Your tasks:
a. In the news release about MATC's Community Arts project, condense the paragraph beginning "MILWAUKEE -- Community artists" into a short bulleted list that keeps its main facts.
b. Answer these questions from the news release about MATC's Community Arts project:
(i) When were community artists invited to send proposals?
(ii) How many artists had their work selected?
(iii) Who chairs the Community Arts Committee?
c. Write the next part of the news release about MATC's Community Arts project, picking up after its final sentence.

Provided text:
######
MATC Unveils New Community Artwork Focused on Breaking Down Barriers

Work to Be Shared with Public Oct. 15-16 as part of Gallery Night Milwaukee

Ginny Gnadt,, 414-467-7221

October 06, 2021

MILWAUKEE --  Community artists, including two Milwaukee Area Technical College students and an alumnus, gathered today to publicly unveil MATC’s Community Arts project “Breaking Through. The artwork will be open to the public Oct. 15-16 as part of Gallery Night Milwaukee at the Downtown Milwaukee Campus, 700 W. State St.

Last December, community artists were invited to send proposals for new or already-created art to be used to beautify MATC’s Downtown Milwaukee Campus, which has recently undergone renovations. 

Dr. Vicki J. Martin, MATC president, explained, “The name of this show — “Breaking Through” — speaks to our work to break down barriers between students and their academic and career success. That includes providing a safe place where differences are valued and celebrated, and where we can create a sense of belonging.”

Work from 13 artists was selected and is now installed across the campus. 

Community artists Byada, Kevin Boatright, Rochelle Weiner Carr, Enrique Del Aguila, Melissa Dorn and Libby Sutton joined Dr. Martin today; along with Julie Ashlock, Darele Bisquerra and Melissa Hartley-Omholt of the MATC Community Arts Committee.

Other artists in this inaugural show are Kim Burnett, Steffon Dixon, John Kowalczyk, Lennis Mathews, Dennis Robert, Julia Scheckel, Eric Stenzel.

Dr. Julie Ashlock, chair of the Community Arts Committee, said, “Too rarely artists actually get paid to share their efforts, the toils of their creation. So often it stacks up in their studios, living a life unfulfilled. This show opens up those doors and offers us a glimpse into the lives, hearts, souls and minds of others who through training, practice and devotion to their craft have achieved a level of mastery that, coupled with hard work and desire, brings them to that magical place of creation. To make something from nothing but a thought, a fleeting vision, an impassioned research-driven quest or a deeply ingrained memory is a gift they are sharing with us.”

Each artist spoke about their work and thanked the college for the opportunity.
######
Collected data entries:
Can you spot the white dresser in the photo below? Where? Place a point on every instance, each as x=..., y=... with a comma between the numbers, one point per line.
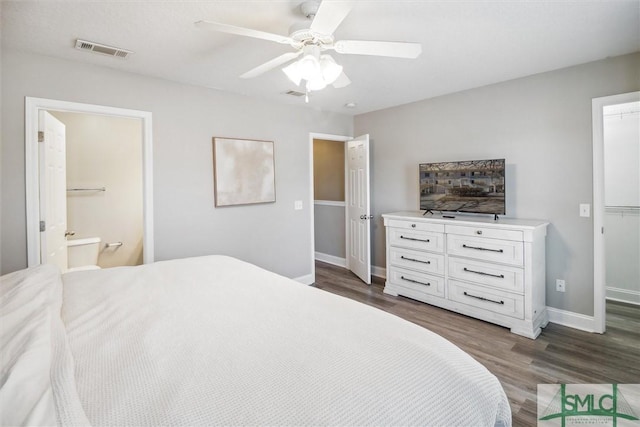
x=491, y=270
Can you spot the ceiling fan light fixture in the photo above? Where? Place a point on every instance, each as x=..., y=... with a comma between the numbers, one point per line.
x=309, y=68
x=292, y=71
x=317, y=84
x=330, y=69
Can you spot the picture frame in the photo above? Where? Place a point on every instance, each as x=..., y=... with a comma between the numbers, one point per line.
x=243, y=171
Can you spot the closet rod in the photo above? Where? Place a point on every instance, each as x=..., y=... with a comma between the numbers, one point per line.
x=87, y=189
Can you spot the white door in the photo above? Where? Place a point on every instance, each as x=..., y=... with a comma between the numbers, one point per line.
x=53, y=190
x=358, y=208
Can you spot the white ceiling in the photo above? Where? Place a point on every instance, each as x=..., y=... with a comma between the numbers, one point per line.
x=465, y=44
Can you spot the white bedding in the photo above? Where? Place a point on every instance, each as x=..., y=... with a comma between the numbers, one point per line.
x=216, y=341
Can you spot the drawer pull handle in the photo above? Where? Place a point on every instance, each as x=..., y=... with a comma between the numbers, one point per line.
x=415, y=281
x=499, y=276
x=482, y=249
x=413, y=238
x=483, y=298
x=414, y=260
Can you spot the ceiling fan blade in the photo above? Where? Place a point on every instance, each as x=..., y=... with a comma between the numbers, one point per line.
x=341, y=81
x=240, y=31
x=393, y=49
x=269, y=65
x=329, y=15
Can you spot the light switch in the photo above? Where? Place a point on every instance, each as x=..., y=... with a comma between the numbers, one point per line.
x=585, y=210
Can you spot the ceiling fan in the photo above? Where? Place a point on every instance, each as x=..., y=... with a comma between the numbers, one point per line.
x=310, y=40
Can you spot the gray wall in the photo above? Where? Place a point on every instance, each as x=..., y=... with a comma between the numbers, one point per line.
x=185, y=118
x=541, y=124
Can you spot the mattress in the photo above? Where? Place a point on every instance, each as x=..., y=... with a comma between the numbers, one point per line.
x=217, y=341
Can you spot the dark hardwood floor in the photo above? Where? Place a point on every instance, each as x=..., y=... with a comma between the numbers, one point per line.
x=559, y=355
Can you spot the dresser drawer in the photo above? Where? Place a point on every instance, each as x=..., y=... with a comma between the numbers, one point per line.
x=427, y=283
x=499, y=276
x=423, y=240
x=415, y=260
x=497, y=250
x=480, y=231
x=415, y=225
x=486, y=299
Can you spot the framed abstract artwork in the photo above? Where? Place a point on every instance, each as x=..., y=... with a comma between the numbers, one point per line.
x=243, y=171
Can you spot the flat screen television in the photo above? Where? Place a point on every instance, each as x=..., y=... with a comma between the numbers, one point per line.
x=471, y=186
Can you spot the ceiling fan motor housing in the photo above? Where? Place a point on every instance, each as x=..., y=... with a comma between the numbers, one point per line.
x=309, y=8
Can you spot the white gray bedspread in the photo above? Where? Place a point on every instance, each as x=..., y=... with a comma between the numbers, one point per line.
x=216, y=341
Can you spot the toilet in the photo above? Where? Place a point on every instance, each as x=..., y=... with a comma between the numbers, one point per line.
x=82, y=254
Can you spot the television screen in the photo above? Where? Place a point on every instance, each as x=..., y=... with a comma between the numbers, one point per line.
x=474, y=186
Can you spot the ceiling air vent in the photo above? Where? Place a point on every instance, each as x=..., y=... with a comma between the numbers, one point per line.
x=102, y=49
x=294, y=93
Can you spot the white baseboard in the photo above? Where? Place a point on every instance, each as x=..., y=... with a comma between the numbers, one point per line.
x=331, y=259
x=623, y=295
x=571, y=319
x=308, y=279
x=378, y=271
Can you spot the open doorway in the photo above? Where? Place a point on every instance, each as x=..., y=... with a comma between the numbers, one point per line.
x=88, y=190
x=104, y=188
x=356, y=208
x=329, y=201
x=616, y=162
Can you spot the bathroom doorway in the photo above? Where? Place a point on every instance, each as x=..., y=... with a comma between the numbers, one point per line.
x=109, y=185
x=104, y=185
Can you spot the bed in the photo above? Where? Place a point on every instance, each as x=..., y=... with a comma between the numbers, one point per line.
x=217, y=341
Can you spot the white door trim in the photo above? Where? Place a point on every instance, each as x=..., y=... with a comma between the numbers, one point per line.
x=599, y=262
x=32, y=106
x=312, y=249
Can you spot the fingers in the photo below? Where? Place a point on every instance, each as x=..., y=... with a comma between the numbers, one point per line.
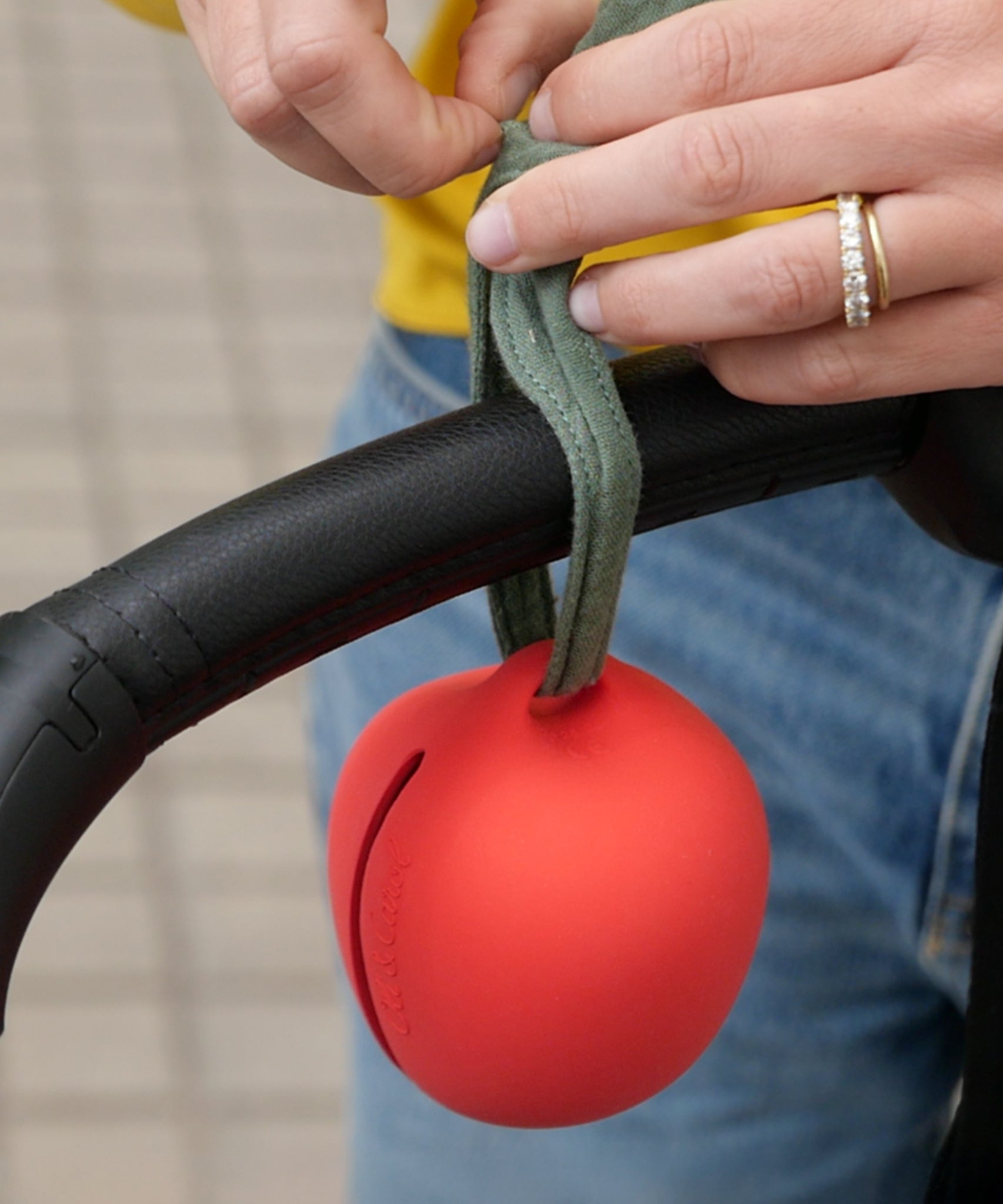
x=765, y=155
x=778, y=279
x=239, y=66
x=720, y=55
x=333, y=64
x=316, y=83
x=941, y=341
x=512, y=45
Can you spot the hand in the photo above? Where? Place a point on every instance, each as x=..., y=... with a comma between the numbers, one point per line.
x=318, y=86
x=749, y=105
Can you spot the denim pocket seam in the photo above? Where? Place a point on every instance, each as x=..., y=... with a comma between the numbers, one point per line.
x=941, y=901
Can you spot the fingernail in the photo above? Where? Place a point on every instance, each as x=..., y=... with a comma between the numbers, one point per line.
x=489, y=235
x=542, y=118
x=517, y=88
x=583, y=303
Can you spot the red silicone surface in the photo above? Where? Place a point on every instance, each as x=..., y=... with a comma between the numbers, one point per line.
x=549, y=919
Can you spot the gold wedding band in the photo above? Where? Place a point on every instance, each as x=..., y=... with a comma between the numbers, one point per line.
x=881, y=258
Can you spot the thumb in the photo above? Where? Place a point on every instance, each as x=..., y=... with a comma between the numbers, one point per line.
x=511, y=46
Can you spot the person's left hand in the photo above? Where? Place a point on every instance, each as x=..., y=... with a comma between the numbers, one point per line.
x=748, y=105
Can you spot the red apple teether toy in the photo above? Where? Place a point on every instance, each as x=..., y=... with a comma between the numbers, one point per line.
x=547, y=907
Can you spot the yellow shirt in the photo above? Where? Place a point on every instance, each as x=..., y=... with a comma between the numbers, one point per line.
x=423, y=281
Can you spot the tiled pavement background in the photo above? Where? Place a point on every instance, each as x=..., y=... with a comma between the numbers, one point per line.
x=179, y=315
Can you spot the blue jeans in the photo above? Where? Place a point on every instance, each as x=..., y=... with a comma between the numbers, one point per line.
x=849, y=658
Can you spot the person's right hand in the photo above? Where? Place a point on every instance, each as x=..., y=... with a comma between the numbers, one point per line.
x=318, y=86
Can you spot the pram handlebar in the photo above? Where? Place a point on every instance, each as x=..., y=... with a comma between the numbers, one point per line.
x=99, y=674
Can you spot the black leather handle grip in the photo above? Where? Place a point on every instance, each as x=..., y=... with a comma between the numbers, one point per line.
x=99, y=674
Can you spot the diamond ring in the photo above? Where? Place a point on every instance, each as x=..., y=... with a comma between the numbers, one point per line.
x=857, y=299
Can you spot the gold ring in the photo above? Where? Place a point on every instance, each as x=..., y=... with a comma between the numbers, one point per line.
x=881, y=258
x=857, y=299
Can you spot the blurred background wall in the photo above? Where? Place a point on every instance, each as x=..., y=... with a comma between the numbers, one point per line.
x=179, y=316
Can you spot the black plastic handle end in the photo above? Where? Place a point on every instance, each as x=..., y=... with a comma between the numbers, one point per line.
x=70, y=737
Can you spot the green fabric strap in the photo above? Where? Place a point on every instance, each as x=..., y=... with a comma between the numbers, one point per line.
x=523, y=335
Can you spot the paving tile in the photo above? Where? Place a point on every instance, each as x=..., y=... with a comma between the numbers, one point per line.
x=51, y=470
x=206, y=471
x=87, y=1050
x=104, y=1163
x=258, y=1163
x=264, y=728
x=87, y=934
x=260, y=1050
x=57, y=556
x=268, y=936
x=219, y=828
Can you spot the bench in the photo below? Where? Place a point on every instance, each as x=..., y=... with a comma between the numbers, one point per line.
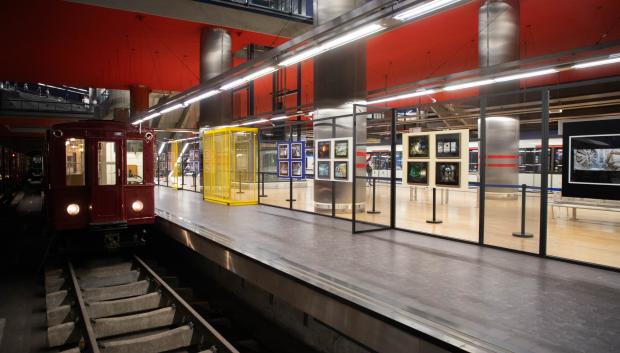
x=582, y=205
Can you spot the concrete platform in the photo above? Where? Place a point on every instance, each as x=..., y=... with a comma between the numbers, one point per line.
x=491, y=298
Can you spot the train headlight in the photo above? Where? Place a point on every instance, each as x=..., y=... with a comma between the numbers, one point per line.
x=137, y=206
x=73, y=209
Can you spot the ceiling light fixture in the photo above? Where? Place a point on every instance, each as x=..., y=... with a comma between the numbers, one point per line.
x=334, y=43
x=201, y=97
x=403, y=96
x=468, y=85
x=254, y=122
x=424, y=9
x=613, y=59
x=248, y=78
x=146, y=118
x=169, y=109
x=525, y=75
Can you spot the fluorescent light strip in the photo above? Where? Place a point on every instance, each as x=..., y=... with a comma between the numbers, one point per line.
x=169, y=109
x=146, y=118
x=403, y=96
x=201, y=97
x=613, y=59
x=352, y=36
x=161, y=149
x=334, y=43
x=279, y=118
x=468, y=85
x=248, y=78
x=525, y=75
x=424, y=9
x=254, y=122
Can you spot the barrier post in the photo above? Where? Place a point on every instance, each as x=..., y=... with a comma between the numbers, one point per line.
x=374, y=211
x=434, y=220
x=262, y=193
x=523, y=233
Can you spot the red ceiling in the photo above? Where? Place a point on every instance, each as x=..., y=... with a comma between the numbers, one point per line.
x=66, y=43
x=61, y=42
######
Expected responses:
a.
- Community artists, including two Milwaukee Area Technical College students and one alumnus, publicly unveiled MATC's Community Arts project "Breaking Through."
- The public can view the artwork Oct. 15-16 as part of Gallery Night Milwaukee.
- The location is the Downtown Milwaukee Campus, 700 W. State St.

b.
(i) Last December.
(ii) 13.
(iii) Dr. Julie Ashlock.

c.
Student artist Del Aguila explained that he had made a smaller version of his artwork “Corazon de la Vida (Heart of Life)” earlier, but expanded upon it for the show. His work captures many important symbols of the Latino culture. Creating this piece “took me to the next level, to detail I’d never explored,” he said. “To me it says, ‘This is the moment, we’ve got to live.’”

Student photography artist Sutton, who works in health care, hit on a common theme for several artists. “Working on artwork gave me something to ground myself during the last two years of the pandemic,” she said. “It helped me channel my frustration and energy into something positive.” 

MATC’s artwork will be open to the public during Gallery Night, from 5-9 p.m. Friday, Oct. 15; and 9 a.m.-6 p.m., Saturday, Oct. 16. To learn more about the artwork, visit:

Wisconsin’s largest technical college and one of the most diverse two-year institutions in the Midwest, Milwaukee Area Technical College is a key driver of southeastern Wisconsin’s economy and has provided innovative education in the region since 1912. More than 30,000 students per year attend the college’s four campuses and community-based sites or learn online. MATC offers affordable and accessible education and training opportunities that empower and transform lives in the community. The college offers more than 170 academic programs; and transfer options leading to bachelor’s degrees with more than 40 four-year colleges and universities. Overwhelmingly, MATC graduates build careers and businesses in southeastern Wisconsin. The college is accredited by the Higher Learning Commission.